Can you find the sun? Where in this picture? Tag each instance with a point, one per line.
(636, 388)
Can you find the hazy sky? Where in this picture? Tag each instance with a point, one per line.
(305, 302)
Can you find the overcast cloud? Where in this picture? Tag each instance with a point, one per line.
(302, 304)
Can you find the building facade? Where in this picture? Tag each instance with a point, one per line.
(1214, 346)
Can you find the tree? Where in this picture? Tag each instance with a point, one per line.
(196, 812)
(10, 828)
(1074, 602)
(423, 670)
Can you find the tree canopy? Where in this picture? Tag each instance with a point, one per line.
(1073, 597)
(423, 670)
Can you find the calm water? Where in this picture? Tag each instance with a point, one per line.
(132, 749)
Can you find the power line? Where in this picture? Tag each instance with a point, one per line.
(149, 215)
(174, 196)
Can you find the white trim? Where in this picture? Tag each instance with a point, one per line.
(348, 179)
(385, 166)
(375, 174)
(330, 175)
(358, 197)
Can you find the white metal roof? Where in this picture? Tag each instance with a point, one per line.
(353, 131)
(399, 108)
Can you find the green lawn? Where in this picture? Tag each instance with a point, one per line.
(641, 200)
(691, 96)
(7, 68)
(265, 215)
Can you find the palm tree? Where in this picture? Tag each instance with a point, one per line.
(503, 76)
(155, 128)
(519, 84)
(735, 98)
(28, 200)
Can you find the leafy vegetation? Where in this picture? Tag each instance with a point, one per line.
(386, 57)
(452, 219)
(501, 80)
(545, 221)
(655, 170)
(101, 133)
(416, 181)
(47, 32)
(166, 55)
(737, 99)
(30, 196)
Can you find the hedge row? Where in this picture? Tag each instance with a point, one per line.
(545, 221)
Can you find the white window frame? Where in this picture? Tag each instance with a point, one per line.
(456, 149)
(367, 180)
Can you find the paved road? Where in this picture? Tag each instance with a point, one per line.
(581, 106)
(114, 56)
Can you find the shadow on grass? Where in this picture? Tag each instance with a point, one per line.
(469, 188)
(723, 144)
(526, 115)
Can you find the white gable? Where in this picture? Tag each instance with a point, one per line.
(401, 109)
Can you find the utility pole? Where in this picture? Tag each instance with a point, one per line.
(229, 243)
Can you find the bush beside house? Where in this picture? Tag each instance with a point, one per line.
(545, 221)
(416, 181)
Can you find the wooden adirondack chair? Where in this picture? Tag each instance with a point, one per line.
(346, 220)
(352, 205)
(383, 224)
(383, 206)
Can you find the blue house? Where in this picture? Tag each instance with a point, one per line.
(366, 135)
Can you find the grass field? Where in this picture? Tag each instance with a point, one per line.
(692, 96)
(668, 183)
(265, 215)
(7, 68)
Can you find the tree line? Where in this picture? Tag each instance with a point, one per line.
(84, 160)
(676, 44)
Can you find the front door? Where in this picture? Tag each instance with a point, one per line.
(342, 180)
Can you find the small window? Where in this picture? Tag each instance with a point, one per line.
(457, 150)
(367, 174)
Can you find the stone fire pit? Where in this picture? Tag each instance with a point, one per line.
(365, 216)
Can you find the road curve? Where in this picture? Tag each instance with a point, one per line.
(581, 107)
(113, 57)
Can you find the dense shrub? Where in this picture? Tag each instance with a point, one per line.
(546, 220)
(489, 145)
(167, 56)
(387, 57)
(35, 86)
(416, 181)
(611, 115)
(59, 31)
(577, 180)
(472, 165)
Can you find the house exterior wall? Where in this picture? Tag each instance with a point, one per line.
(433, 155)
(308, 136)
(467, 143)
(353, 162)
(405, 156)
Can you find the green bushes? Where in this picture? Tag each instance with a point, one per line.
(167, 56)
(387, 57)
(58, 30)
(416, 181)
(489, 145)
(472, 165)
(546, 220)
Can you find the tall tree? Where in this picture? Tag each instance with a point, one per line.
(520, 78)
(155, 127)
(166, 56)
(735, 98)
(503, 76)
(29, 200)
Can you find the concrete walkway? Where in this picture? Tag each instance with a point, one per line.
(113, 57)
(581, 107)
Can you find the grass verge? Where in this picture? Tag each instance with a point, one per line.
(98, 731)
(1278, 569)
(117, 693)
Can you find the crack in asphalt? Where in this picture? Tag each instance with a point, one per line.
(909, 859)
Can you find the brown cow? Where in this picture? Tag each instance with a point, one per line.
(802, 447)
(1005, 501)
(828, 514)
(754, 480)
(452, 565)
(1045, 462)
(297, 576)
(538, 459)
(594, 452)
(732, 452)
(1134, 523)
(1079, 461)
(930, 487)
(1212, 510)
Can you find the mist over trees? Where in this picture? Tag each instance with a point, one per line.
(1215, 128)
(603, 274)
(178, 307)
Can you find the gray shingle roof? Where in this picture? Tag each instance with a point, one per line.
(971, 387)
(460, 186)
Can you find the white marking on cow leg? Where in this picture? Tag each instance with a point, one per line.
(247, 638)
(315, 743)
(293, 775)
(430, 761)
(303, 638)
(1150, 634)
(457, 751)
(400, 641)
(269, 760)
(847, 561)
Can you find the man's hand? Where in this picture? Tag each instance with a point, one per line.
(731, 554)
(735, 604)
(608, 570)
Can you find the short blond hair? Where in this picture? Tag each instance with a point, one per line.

→ Task to carry out: Return every entry above word for word, changing nothing.

→ Task solution:
Can you find the sun? Where in this picture? Tag each instance with a point, one per line.
(636, 388)
Can you find the hazy sky? Where in this picture? Tag each instance with a point, one per line.
(305, 302)
Can you find the overcast cloud? Where in this picture? Tag each instance with a point, one per line.
(302, 304)
Can you find the building facade? Where in this picture? Tag each instance with a point, one per line.
(1214, 346)
Can you find the tree? Where in this picture? Tag each instance with a point, one per line.
(196, 812)
(10, 828)
(1074, 602)
(423, 670)
Can you find the tree canopy? Where in this picture? Tag each instance with a point, one per line.
(1073, 597)
(423, 670)
Can you find the calm water? Where in this picture? Tag each instance with a point, one per line.
(132, 749)
Can you find the power line? Where in this picture? Tag each instance with a point, one per line.
(149, 215)
(174, 196)
Can you find the white trim? Where in this picture? Tag each instance with a point, one per line.
(348, 179)
(385, 166)
(375, 174)
(330, 175)
(358, 197)
Can you find the white metal roof? Where in this picture? Tag each instance with a point, one per line.
(353, 131)
(399, 108)
Can you find the green lawn? Where in this picture? Tag each instance with a point, one per line.
(641, 200)
(691, 96)
(7, 68)
(265, 215)
Can you find the palm tree? Where in this picture? Tag each instance with a point, one per line.
(503, 76)
(155, 128)
(519, 84)
(735, 98)
(28, 200)
Can you find the leafy vegetation? Where in this picture? Tag each instance with a point, one per line.
(386, 57)
(452, 219)
(501, 80)
(545, 221)
(655, 170)
(101, 133)
(416, 181)
(47, 32)
(166, 55)
(737, 99)
(30, 196)
Can you find the hedge row? Where in this picture? Tag each instance with a point, one per line.
(545, 221)
Can you find the white window frame? Where in this picture? Tag each instance with a point, one per line.
(456, 149)
(367, 180)
Can you find the paved road? Where in this picture? Tag each instance with a point, one per line.
(581, 106)
(114, 56)
Can you find the shadow on grass? Where in this picture? Tag each instance with a point, one per line.
(469, 188)
(723, 144)
(526, 115)
Can you find the white gable? Where in this picture? Tag each instance with a point, one per line.
(401, 109)
Can you find the utility pole? Where in this picture? Tag each instance with a point, one per line.
(229, 243)
Can you find the bush beside house? Where in this picture? Tag each instance with a point, one per line.
(545, 221)
(416, 181)
Can you find the wooden adirondack chair? Where in this picture? Tag each instance with a point, one per line.
(346, 220)
(352, 205)
(383, 224)
(383, 206)
Can you find the blue house? Where in this picture? Tag each instance with a point, one per line.
(366, 135)
Can you find the grass field? Where in this picture? Tag each instance with a point, one per line.
(692, 96)
(668, 183)
(265, 215)
(7, 68)
Can you find the tree line? Where in this picture? Tag each instance with a point, one per line.
(84, 160)
(676, 44)
Can you find the front door? Where in this picture? Tag each instance with a point, one per line.
(342, 180)
Can you find the small window? Where in this picture? Tag each instance with a point, one per line.
(457, 150)
(367, 174)
Can you find the stone fire pit? Where in this picture? Tag each instance with a point, one per line.
(365, 216)
Can you find the road curve? Where in this picture? Tag each instance with a point, one per line.
(581, 107)
(113, 57)
Can you find the dense shrub? Where in this picture? Tag each instance with a point, one per line.
(546, 220)
(489, 145)
(167, 56)
(387, 57)
(35, 86)
(416, 181)
(611, 115)
(59, 31)
(577, 180)
(472, 165)
Can you find the house exterior wall? Where in this picture? Tag each instance with a point, one per line.
(433, 155)
(308, 136)
(467, 143)
(353, 162)
(405, 156)
Can you find the green bushes? Where in this picture? Tag each instance with a point, one per line.
(167, 56)
(387, 57)
(58, 30)
(416, 181)
(489, 145)
(472, 165)
(546, 220)
Can you find the tall tree? Where in this picture? Tag each instance with a point, one per line.
(520, 78)
(155, 127)
(166, 56)
(735, 98)
(503, 76)
(29, 200)
Can you find the concrete walkway? Where in this picture? Tag each instance with a point, one per line.
(113, 57)
(581, 107)
Can you find the grass verge? Where in this picture? Tag each instance with a point, one per line.
(98, 731)
(1278, 569)
(117, 693)
Can you find the crack in asphalt? Where in this picture? Tag each instance with a point, one per line.
(909, 859)
Can you find the brown cow? Where in this picture? Tag each instance with a point, one per line.
(802, 447)
(1005, 501)
(828, 514)
(754, 480)
(452, 565)
(1045, 462)
(297, 576)
(538, 459)
(594, 452)
(732, 452)
(1134, 523)
(1079, 461)
(930, 487)
(1212, 510)
Can you find the mist over trees? Where in this picture? Tag each instance with a point, one per line.
(1215, 128)
(603, 274)
(178, 307)
Can you find the gray shingle roof? Where in this picture? Tag each instance with a point, one per line.
(971, 387)
(460, 186)
Can you find the white marking on cow leg? Where in this picture? Tag each instance with a point, one per line.
(247, 638)
(315, 743)
(293, 775)
(430, 761)
(303, 638)
(1150, 634)
(457, 751)
(400, 641)
(269, 760)
(847, 561)
Can you find the man's hand? Where in this picture? Tag each instance with a point, one per line.
(731, 554)
(735, 604)
(608, 570)
Can you find the short blond hair? Where in this picture? Tag each instance with a point, one per line.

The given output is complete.